[Region pointing data]
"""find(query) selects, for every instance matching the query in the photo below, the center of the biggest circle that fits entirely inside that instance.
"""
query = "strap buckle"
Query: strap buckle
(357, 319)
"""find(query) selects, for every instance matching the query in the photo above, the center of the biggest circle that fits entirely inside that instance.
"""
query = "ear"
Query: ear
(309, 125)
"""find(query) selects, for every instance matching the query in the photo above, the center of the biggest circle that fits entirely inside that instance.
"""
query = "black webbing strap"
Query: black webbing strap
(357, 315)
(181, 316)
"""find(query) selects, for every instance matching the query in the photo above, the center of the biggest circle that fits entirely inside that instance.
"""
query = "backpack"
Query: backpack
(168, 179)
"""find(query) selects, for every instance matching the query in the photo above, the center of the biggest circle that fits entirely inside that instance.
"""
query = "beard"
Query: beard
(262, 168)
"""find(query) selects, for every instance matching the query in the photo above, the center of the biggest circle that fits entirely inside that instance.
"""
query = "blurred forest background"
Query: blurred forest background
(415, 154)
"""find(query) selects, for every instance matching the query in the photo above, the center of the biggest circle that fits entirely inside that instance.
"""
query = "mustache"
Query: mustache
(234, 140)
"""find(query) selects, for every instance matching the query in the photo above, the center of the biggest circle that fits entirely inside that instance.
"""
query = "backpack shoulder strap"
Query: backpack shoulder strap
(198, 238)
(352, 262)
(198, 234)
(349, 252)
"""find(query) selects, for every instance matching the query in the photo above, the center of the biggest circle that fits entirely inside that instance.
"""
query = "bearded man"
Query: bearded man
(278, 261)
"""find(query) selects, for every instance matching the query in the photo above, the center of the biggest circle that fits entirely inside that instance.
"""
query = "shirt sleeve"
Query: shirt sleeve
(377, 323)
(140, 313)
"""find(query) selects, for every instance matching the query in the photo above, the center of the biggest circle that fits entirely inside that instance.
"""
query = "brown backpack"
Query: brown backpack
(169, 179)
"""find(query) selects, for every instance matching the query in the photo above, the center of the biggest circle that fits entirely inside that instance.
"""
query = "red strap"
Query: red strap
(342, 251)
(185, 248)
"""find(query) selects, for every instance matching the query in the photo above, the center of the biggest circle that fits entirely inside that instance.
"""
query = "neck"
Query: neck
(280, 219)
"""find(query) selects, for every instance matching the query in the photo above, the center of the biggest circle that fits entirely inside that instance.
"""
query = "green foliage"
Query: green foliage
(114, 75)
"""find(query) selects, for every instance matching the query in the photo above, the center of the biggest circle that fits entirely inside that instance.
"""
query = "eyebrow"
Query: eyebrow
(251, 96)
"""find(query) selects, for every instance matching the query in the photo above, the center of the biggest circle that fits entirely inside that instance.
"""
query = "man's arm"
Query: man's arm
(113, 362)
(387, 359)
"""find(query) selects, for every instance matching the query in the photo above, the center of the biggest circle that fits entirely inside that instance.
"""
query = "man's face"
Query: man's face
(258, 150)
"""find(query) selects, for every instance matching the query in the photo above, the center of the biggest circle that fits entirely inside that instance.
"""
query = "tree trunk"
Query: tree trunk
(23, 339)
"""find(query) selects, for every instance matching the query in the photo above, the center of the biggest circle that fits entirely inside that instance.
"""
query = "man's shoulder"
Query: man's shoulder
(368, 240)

*REQUIRED ACTION*: Return every entry exactly; no line may be missing.

*SOLVED PROBLEM*:
"""find(query) selects, for every instance matching the query in the photo below, the center of the biggest circle that fits entirely inside that instance.
"""
query = "strap buckle"
Query: strap buckle
(357, 319)
"""find(query) selects, for every instance matching the query in the photo above, the center of the biggest circle that fits entirely inside that instance.
"""
query = "ear"
Query: ear
(309, 125)
"""find(query) selects, for every instance matching the query in the photo above, the center of the biggest circle that fits entirely inside that instance.
"""
query = "black webbing strap"
Query: black webbing strap
(357, 315)
(181, 316)
"""find(query) selects, for every instance matching the query in the photo above, the center of the biggest circle that fits entirely inside that instance.
"""
query = "backpack"
Query: backpack
(168, 179)
"""find(query) selects, for every instance matching the query in the photo above, the center of the biggest circle that fits entirely inside that instance.
"""
query = "beard"
Query: beard
(262, 168)
"""find(query) selects, for every instance matching the query in the photo above, the center of the biggest circle that fits entirely inside that instance.
"""
query = "blurred forest background"
Query: blurred forest background
(415, 154)
"""find(query) selects, for every instance matching the query in the photo above, the center of the biggest circle that fits entirely inside that instance.
"""
query = "mustache"
Query: mustache
(234, 140)
"""find(query) selects, for every instance matching the query in the photo above, the center of the biggest circle that fits entirely inside that instance.
"""
query = "backpack shoulder strap"
Query: backpack shoulder strap
(198, 238)
(352, 262)
(198, 234)
(349, 252)
"""find(query) selects, for every instance matching the query in the photo above, the center of the biggest circle that fits entirely inside that instance.
"""
query = "bearded man"
Query: bearded man
(278, 261)
"""find(query) selects, for every instance matching the query in the photo above, the center of the biggest circle that fits entirely inside that instance.
"""
query = "shirt sleeve"
Query: shirt sleeve
(377, 323)
(140, 313)
"""find(query) selects, for every instance matching the query in the photo above, the center of the biggest circle that fits entirely inside that instance.
"""
query = "brown backpack"
Query: brown backpack
(169, 179)
"""find(query) selects, for every instance matching the query in the photo above, the center of the biggest circle that fits entirely inside that instance.
"""
query = "red strap"
Query: red strap
(342, 251)
(185, 248)
"""find(query) selects, for every instance matching the query in the photo above, the center of the biggest circle that fits entirely inside that instance.
"""
query = "neck"
Query: neck
(280, 219)
"""find(query) selects, for every instance matching the query in the photo above, the center of the biggest circle that fits entirely inside that instance.
"""
query = "green foliage"
Query: green foliage
(114, 75)
"""find(query) selects, for every instance matching the query in the photo above, the center of the biggest circle that fits entirely inside that instance.
"""
query = "eyebrow"
Query: eyebrow
(251, 96)
"""find(query) selects, for every instance matching the query in the photo above, the center of the biggest circle that fits entirely inside that instance.
"""
query = "man's arm"
Query: man's arm
(113, 362)
(387, 359)
"""find(query) selects, for every instance matching the query in the photo above, the center of the biggest circle that fits entirely inside that instance.
"""
query = "man's face"
Query: man's face
(258, 150)
"""find(query) selects, for every instance matching the query in the photo above, the center of the biggest circle that fits entirely inside that instance.
"""
query = "tree trunk"
Query: tree trunk
(23, 339)
"""find(query) selects, for every instance matching the query in the photo above, the center of the biggest circle that fits entirely inside that instance.
"""
query = "man's shoulder"
Query: man's shoulder
(368, 240)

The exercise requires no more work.